(Dataset content Opens)

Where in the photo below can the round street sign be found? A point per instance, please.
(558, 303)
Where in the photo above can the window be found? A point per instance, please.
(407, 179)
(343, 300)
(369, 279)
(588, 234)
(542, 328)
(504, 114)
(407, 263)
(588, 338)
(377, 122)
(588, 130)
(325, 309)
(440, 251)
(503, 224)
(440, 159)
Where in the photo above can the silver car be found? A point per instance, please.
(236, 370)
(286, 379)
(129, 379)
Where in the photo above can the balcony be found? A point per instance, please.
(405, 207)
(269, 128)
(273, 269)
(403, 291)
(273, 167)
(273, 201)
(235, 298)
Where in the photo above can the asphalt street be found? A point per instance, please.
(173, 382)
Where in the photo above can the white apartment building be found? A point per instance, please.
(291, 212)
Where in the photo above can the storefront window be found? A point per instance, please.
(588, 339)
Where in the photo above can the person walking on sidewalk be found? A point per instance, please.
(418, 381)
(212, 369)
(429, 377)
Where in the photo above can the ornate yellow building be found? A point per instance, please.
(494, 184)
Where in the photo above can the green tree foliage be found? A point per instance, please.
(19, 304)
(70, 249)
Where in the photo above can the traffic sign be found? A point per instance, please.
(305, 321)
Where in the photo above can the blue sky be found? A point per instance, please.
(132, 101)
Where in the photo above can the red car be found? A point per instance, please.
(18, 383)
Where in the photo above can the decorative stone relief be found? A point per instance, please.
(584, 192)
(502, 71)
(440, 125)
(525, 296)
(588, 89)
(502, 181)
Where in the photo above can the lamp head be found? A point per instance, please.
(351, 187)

(Dataset content Closes)

**Problem statement:** Above are the records; restate each one exactly.

**Result:**
Where in the photo below can the round street sign be found? A point per instance, please.
(558, 303)
Where in the photo above can the window be found? A point per instance, please.
(407, 179)
(343, 300)
(369, 279)
(588, 234)
(542, 328)
(504, 114)
(407, 263)
(588, 338)
(377, 122)
(588, 130)
(325, 309)
(440, 251)
(503, 224)
(440, 159)
Where in the photo above can the silver car be found? A point per instance, please.
(236, 370)
(286, 379)
(129, 379)
Where in the photo above can the balcony be found? A point per instance, please.
(405, 207)
(269, 128)
(273, 269)
(403, 291)
(273, 167)
(273, 201)
(235, 298)
Where in the photo above can the asphalt street be found? A point per instance, please.
(173, 382)
Where in the photo above can the white apartment building be found? A point per instance, please.
(291, 212)
Where in the photo above can the storefront window be found? A point per instance, please.
(588, 339)
Where in the photo above can the person walking on sidewalk be found? A point per instance, please.
(418, 381)
(212, 369)
(429, 377)
Where in the photo above can the ornate yellow building be found? A point per instance, please.
(494, 184)
Where in the photo above can the green tree foliage be found? A point per instance, please.
(19, 304)
(70, 249)
Where in the photo above can the traffic sign be found? A point per instance, please.
(305, 321)
Where in the photo above can the blue sky be found? A point per instance, please.
(132, 101)
Where in the photo above can the red car be found? A point per instance, please.
(18, 383)
Where in the photo above can the decorative stone relief be found? A point per instance, please.
(584, 192)
(502, 71)
(440, 125)
(525, 296)
(588, 89)
(502, 181)
Where in the photo above can the lamp head be found? A point per instance, please.
(351, 187)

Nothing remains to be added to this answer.